[DATA FOR THE TASK]

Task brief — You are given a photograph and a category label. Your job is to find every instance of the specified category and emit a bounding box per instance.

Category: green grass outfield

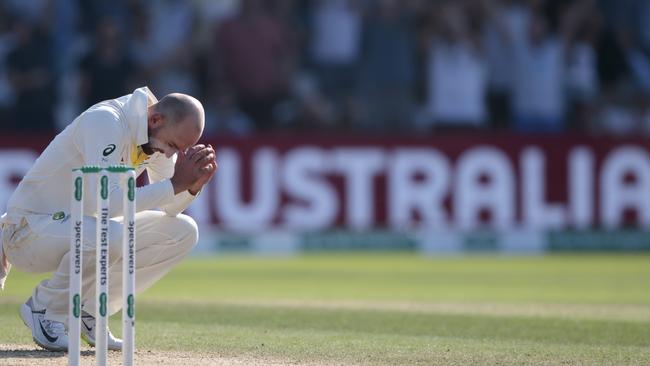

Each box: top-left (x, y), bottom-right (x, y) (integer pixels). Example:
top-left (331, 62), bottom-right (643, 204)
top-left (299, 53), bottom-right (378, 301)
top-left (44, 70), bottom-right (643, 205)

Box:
top-left (0, 253), bottom-right (650, 365)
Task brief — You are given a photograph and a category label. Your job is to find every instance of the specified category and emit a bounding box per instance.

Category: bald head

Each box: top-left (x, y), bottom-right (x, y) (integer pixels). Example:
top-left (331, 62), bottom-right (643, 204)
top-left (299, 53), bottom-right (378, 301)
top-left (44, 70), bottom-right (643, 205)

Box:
top-left (140, 93), bottom-right (205, 157)
top-left (151, 93), bottom-right (205, 135)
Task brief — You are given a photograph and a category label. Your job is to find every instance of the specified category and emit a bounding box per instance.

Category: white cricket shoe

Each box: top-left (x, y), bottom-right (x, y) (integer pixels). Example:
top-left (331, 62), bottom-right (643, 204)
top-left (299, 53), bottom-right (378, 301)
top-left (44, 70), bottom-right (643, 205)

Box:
top-left (81, 310), bottom-right (122, 351)
top-left (20, 297), bottom-right (68, 352)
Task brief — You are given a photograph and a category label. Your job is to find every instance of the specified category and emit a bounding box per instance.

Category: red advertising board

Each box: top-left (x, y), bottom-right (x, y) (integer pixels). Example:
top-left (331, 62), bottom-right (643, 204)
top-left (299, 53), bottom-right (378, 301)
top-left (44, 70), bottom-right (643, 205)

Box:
top-left (0, 133), bottom-right (650, 231)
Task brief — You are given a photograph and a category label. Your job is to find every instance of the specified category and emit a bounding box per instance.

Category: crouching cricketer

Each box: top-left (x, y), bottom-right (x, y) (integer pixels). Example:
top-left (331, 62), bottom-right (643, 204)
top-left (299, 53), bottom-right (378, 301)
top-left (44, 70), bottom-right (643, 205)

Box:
top-left (0, 87), bottom-right (217, 351)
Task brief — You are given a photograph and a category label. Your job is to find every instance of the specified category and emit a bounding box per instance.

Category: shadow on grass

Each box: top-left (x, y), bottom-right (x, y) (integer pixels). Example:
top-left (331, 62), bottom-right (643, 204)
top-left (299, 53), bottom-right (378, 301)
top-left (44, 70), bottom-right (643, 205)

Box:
top-left (0, 349), bottom-right (95, 360)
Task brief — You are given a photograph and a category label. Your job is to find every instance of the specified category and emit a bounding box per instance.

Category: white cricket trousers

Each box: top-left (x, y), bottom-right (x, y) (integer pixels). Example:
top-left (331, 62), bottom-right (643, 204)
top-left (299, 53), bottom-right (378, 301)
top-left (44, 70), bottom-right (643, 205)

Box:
top-left (4, 211), bottom-right (198, 322)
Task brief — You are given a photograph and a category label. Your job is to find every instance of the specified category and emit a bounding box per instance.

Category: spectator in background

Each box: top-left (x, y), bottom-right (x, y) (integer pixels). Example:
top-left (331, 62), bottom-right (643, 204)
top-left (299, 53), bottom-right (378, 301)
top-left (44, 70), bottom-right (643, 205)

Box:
top-left (205, 85), bottom-right (255, 136)
top-left (510, 6), bottom-right (566, 132)
top-left (359, 0), bottom-right (417, 132)
top-left (6, 19), bottom-right (56, 131)
top-left (213, 0), bottom-right (294, 130)
top-left (79, 18), bottom-right (133, 108)
top-left (563, 0), bottom-right (600, 130)
top-left (309, 0), bottom-right (363, 129)
top-left (423, 1), bottom-right (487, 129)
top-left (479, 0), bottom-right (522, 129)
top-left (0, 4), bottom-right (15, 126)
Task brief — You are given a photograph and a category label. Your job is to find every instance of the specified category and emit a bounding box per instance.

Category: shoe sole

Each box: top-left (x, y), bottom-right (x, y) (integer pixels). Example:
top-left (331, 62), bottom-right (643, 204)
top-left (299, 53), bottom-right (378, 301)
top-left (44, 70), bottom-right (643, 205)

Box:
top-left (20, 304), bottom-right (68, 352)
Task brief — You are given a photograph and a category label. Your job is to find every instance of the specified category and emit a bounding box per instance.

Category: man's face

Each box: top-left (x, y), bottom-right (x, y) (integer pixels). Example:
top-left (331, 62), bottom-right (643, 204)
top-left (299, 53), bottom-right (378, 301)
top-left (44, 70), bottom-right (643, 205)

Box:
top-left (142, 115), bottom-right (201, 158)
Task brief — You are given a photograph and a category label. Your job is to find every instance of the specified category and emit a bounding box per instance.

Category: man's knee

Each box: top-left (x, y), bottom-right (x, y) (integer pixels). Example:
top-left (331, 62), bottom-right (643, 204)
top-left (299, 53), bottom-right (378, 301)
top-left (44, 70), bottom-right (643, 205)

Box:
top-left (170, 214), bottom-right (199, 252)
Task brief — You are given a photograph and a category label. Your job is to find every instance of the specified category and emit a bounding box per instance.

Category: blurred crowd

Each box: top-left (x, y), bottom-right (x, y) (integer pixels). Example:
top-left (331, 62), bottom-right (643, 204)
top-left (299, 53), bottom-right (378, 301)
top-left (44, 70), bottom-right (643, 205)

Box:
top-left (0, 0), bottom-right (650, 135)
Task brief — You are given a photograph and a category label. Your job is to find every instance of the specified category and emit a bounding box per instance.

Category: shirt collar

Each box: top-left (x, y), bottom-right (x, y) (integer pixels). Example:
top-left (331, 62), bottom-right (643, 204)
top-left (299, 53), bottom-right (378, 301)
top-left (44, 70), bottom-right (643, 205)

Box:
top-left (124, 86), bottom-right (158, 146)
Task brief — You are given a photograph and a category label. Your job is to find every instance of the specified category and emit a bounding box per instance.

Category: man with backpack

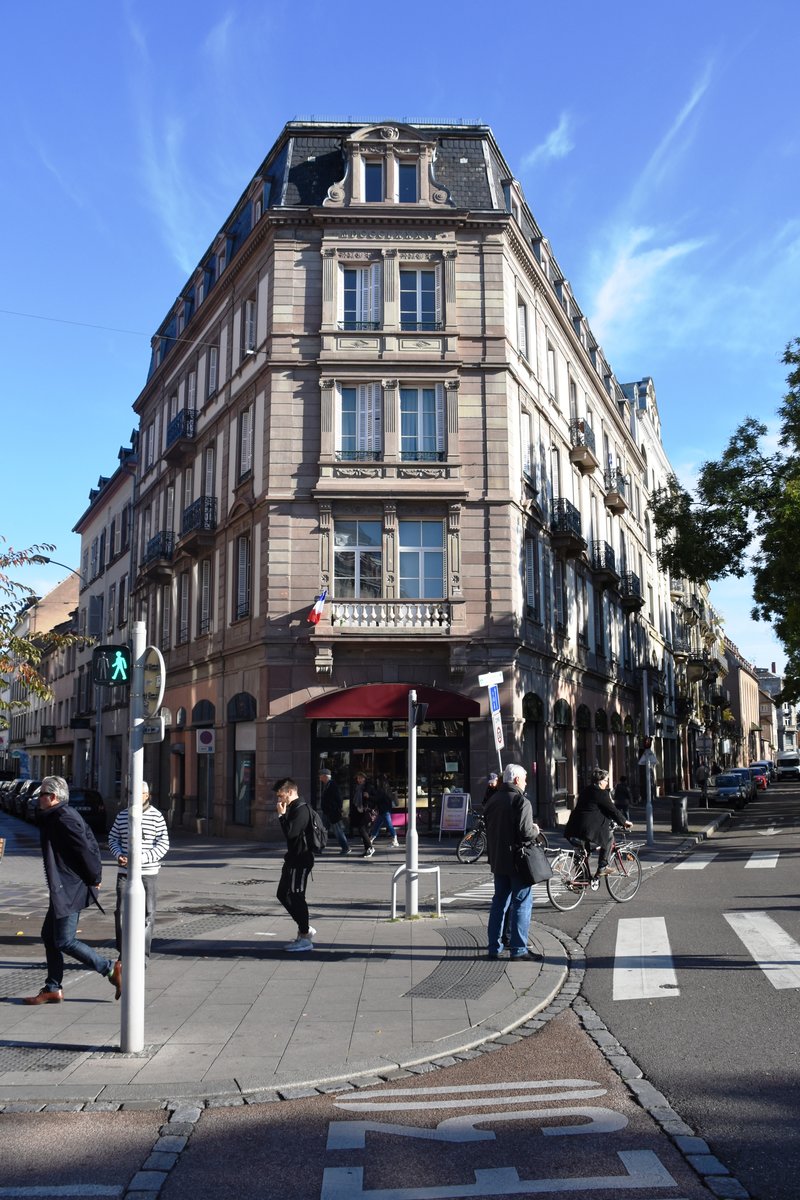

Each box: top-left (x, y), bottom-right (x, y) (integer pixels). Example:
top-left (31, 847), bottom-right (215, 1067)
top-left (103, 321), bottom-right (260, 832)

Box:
top-left (272, 779), bottom-right (316, 954)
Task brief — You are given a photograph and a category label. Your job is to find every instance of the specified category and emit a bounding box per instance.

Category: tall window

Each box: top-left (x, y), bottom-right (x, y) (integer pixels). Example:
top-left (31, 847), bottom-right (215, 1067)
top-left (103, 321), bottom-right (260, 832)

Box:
top-left (363, 158), bottom-right (384, 204)
top-left (397, 521), bottom-right (445, 600)
top-left (198, 558), bottom-right (211, 634)
top-left (401, 384), bottom-right (445, 462)
top-left (239, 407), bottom-right (253, 479)
top-left (342, 263), bottom-right (383, 329)
top-left (241, 296), bottom-right (255, 354)
top-left (176, 571), bottom-right (190, 646)
top-left (336, 383), bottom-right (383, 461)
top-left (333, 521), bottom-right (383, 600)
top-left (517, 296), bottom-right (528, 358)
top-left (235, 534), bottom-right (251, 620)
top-left (401, 268), bottom-right (441, 331)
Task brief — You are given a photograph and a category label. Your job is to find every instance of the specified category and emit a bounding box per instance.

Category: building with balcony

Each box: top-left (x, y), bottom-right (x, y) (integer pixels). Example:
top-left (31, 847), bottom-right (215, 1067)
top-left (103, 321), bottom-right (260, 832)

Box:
top-left (126, 121), bottom-right (724, 838)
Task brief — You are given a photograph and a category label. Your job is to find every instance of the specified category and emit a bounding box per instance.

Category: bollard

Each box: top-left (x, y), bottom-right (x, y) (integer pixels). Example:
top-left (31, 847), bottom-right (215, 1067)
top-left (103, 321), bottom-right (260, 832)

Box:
top-left (672, 796), bottom-right (688, 833)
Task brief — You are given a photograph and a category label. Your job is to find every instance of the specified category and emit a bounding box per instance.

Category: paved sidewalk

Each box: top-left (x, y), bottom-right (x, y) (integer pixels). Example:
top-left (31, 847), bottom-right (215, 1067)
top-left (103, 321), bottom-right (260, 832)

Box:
top-left (0, 796), bottom-right (727, 1109)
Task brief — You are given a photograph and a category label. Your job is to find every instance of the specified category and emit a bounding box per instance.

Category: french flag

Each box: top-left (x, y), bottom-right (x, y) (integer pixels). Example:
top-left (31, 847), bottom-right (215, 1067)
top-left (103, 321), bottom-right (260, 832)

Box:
top-left (306, 588), bottom-right (327, 625)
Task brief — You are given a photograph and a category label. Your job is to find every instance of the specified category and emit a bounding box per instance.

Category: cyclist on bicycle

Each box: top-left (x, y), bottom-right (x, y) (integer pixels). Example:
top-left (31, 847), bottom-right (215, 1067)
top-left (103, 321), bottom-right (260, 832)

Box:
top-left (564, 767), bottom-right (633, 875)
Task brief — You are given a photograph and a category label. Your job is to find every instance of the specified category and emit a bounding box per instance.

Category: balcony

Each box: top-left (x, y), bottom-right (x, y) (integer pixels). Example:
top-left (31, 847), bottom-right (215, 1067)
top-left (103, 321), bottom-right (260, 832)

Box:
top-left (164, 408), bottom-right (197, 464)
top-left (570, 418), bottom-right (600, 475)
top-left (619, 571), bottom-right (644, 612)
top-left (180, 496), bottom-right (217, 554)
top-left (589, 541), bottom-right (619, 589)
top-left (331, 600), bottom-right (452, 636)
top-left (140, 529), bottom-right (175, 578)
top-left (603, 468), bottom-right (628, 516)
top-left (551, 497), bottom-right (587, 558)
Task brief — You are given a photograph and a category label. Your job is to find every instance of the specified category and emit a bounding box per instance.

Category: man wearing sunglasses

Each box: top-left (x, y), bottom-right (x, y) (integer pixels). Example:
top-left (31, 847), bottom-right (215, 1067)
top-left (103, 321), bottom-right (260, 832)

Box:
top-left (24, 775), bottom-right (122, 1004)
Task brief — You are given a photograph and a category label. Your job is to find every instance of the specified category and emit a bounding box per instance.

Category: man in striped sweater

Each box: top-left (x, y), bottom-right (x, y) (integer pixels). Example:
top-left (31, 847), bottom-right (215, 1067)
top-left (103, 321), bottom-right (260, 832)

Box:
top-left (108, 782), bottom-right (169, 959)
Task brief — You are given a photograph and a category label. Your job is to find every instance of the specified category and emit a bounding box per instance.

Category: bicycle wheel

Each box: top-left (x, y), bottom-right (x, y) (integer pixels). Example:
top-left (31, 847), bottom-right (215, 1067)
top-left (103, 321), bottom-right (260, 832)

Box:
top-left (456, 829), bottom-right (486, 863)
top-left (606, 850), bottom-right (642, 904)
top-left (547, 851), bottom-right (588, 912)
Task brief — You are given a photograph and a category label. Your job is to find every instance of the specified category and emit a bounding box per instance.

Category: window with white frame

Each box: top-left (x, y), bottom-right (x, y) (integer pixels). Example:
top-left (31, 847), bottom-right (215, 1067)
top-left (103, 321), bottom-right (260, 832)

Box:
top-left (339, 263), bottom-right (383, 330)
top-left (397, 521), bottom-right (446, 600)
top-left (517, 296), bottom-right (528, 358)
top-left (336, 383), bottom-right (384, 462)
top-left (198, 558), bottom-right (211, 634)
top-left (399, 383), bottom-right (446, 462)
top-left (234, 533), bottom-right (251, 620)
top-left (333, 520), bottom-right (383, 600)
top-left (175, 571), bottom-right (190, 646)
top-left (241, 294), bottom-right (255, 354)
top-left (399, 266), bottom-right (443, 332)
top-left (239, 407), bottom-right (253, 480)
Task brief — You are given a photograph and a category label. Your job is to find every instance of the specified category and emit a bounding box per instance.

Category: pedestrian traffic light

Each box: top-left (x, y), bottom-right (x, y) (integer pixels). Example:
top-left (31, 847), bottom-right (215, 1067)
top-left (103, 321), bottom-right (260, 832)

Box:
top-left (91, 646), bottom-right (131, 688)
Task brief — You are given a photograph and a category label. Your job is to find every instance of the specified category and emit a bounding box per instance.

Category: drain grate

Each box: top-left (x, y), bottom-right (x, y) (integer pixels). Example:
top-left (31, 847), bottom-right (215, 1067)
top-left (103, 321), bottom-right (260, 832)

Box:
top-left (404, 929), bottom-right (505, 1000)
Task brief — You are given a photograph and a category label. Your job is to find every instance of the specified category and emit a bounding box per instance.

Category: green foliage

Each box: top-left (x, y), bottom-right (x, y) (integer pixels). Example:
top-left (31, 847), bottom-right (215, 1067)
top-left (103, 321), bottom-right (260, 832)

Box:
top-left (650, 338), bottom-right (800, 701)
top-left (0, 534), bottom-right (78, 728)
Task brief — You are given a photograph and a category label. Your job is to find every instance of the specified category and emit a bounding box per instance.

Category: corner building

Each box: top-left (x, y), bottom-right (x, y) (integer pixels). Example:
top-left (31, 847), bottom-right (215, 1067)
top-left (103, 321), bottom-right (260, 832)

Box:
top-left (132, 122), bottom-right (684, 838)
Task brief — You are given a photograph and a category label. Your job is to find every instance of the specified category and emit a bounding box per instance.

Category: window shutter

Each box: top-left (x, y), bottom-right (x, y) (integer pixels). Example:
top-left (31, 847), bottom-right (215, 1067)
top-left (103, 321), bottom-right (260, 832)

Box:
top-left (367, 263), bottom-right (383, 325)
top-left (437, 383), bottom-right (447, 454)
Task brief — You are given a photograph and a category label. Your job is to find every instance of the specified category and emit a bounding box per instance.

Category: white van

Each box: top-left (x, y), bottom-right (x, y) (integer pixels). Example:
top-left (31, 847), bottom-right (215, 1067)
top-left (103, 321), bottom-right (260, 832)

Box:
top-left (777, 750), bottom-right (800, 779)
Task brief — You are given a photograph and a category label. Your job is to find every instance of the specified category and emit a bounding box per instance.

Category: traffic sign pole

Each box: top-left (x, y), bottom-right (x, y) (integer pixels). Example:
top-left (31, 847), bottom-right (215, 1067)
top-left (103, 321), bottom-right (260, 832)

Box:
top-left (120, 620), bottom-right (146, 1054)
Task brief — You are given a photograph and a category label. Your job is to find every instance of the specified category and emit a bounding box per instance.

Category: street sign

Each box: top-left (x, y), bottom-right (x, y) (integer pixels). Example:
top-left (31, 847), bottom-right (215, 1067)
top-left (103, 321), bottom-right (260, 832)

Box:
top-left (142, 646), bottom-right (167, 718)
top-left (91, 646), bottom-right (131, 688)
top-left (142, 713), bottom-right (164, 742)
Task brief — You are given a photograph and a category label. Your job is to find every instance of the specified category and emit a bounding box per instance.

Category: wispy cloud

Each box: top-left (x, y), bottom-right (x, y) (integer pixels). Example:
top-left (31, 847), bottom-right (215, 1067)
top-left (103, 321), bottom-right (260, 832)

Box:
top-left (522, 113), bottom-right (575, 169)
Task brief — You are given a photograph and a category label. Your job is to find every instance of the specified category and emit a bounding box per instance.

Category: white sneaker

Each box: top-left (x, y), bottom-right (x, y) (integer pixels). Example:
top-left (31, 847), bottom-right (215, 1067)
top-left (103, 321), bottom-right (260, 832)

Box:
top-left (283, 937), bottom-right (314, 954)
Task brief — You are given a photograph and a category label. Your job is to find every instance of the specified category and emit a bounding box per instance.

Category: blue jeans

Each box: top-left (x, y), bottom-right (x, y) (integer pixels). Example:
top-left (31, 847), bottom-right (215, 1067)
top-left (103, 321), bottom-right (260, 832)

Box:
top-left (42, 907), bottom-right (114, 991)
top-left (371, 809), bottom-right (397, 841)
top-left (488, 875), bottom-right (534, 958)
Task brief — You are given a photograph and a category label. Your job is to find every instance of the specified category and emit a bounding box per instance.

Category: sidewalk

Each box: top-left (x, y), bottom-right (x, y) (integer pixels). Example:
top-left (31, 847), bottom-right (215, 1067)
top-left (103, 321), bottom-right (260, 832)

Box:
top-left (0, 793), bottom-right (727, 1110)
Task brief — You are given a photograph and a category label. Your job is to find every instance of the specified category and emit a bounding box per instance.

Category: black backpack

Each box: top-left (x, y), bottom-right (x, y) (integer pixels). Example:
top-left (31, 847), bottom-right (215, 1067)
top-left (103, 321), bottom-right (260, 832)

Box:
top-left (306, 804), bottom-right (327, 854)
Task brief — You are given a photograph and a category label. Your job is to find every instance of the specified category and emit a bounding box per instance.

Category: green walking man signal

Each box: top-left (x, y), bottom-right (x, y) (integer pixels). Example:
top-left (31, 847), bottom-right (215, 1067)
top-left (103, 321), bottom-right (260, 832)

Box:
top-left (91, 646), bottom-right (131, 688)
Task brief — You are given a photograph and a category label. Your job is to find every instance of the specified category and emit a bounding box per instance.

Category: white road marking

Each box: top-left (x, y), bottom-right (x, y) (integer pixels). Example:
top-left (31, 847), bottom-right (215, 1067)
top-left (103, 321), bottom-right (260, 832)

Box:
top-left (320, 1150), bottom-right (678, 1200)
top-left (612, 917), bottom-right (680, 1000)
top-left (722, 911), bottom-right (800, 989)
top-left (745, 850), bottom-right (778, 870)
top-left (675, 851), bottom-right (717, 871)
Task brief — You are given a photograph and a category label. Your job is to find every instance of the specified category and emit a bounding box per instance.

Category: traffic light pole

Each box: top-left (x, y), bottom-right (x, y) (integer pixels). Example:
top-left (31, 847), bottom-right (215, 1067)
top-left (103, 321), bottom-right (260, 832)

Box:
top-left (120, 620), bottom-right (146, 1054)
top-left (405, 691), bottom-right (420, 917)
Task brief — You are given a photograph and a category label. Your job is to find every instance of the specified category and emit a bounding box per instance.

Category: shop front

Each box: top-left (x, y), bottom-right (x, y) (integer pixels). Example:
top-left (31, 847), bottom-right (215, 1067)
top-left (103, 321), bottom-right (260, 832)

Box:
top-left (305, 684), bottom-right (480, 832)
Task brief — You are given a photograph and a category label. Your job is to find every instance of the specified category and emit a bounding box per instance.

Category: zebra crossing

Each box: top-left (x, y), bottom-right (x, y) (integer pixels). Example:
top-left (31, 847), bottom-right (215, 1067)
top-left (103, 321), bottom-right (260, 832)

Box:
top-left (612, 911), bottom-right (800, 1000)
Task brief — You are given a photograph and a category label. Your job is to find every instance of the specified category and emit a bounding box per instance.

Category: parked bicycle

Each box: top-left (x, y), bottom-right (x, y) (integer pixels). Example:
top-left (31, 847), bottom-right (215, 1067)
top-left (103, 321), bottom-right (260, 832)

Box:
top-left (547, 826), bottom-right (642, 912)
top-left (456, 812), bottom-right (547, 863)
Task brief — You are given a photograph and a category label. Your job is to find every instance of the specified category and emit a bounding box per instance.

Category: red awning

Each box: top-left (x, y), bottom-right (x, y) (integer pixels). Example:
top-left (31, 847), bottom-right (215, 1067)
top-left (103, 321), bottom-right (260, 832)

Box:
top-left (305, 683), bottom-right (481, 721)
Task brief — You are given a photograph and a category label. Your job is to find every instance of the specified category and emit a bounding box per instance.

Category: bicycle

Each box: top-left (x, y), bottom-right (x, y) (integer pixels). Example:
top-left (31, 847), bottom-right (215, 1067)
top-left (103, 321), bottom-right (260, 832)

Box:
top-left (456, 812), bottom-right (547, 863)
top-left (547, 826), bottom-right (642, 912)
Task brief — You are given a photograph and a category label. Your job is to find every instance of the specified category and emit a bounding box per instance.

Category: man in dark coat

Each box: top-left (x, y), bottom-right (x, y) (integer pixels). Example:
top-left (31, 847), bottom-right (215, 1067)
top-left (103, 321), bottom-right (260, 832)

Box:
top-left (24, 775), bottom-right (122, 1004)
top-left (273, 778), bottom-right (317, 954)
top-left (564, 767), bottom-right (633, 875)
top-left (483, 764), bottom-right (539, 959)
top-left (319, 767), bottom-right (350, 854)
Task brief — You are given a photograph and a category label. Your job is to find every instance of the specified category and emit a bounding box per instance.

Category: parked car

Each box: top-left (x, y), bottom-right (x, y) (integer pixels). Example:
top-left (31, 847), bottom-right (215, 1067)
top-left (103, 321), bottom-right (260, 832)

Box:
top-left (709, 770), bottom-right (748, 809)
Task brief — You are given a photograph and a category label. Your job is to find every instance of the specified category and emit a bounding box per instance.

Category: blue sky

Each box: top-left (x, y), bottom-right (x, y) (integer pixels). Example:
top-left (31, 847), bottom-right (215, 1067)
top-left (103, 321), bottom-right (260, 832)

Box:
top-left (0, 0), bottom-right (800, 665)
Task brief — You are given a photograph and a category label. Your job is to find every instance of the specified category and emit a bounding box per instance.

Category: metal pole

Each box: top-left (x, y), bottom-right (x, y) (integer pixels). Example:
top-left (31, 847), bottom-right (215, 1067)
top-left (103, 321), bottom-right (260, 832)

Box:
top-left (405, 691), bottom-right (420, 917)
top-left (642, 667), bottom-right (655, 846)
top-left (120, 620), bottom-right (146, 1054)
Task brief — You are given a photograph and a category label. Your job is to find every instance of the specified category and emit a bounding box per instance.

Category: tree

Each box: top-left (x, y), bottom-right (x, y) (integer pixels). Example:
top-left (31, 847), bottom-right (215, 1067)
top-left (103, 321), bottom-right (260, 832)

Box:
top-left (0, 534), bottom-right (79, 728)
top-left (650, 338), bottom-right (800, 702)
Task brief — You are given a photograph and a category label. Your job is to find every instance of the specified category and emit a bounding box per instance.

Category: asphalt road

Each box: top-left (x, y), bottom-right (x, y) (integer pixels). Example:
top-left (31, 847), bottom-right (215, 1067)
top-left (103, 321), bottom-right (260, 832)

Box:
top-left (584, 784), bottom-right (800, 1200)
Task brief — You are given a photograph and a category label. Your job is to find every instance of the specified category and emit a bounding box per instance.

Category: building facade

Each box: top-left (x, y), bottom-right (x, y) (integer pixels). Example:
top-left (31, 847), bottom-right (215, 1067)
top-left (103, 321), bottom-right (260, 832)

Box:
top-left (98, 122), bottom-right (724, 838)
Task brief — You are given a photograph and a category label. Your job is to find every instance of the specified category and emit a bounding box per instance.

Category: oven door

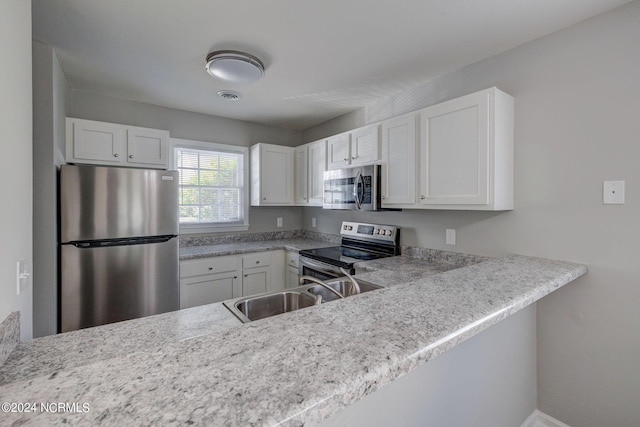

[EXERCISE AIM] Go from the beginning of the listing through the line that contains "top-left (0, 253), bottom-right (650, 365)", and rename "green grass outfield" to "grassy outfield" while keeping everything else unchanged. Leave the pictures out of your answer.

[EXPECTED ANSWER]
Task brief — You are given a photograph and a category label. Your job is to find every instance of the specified category and emit a bounding box per instance.

Category: grassy outfield


Each box: top-left (x, y), bottom-right (x, y) (integer pixels). Example:
top-left (331, 62), bottom-right (643, 204)
top-left (299, 53), bottom-right (378, 301)
top-left (44, 70), bottom-right (643, 205)

Box:
top-left (0, 253), bottom-right (650, 365)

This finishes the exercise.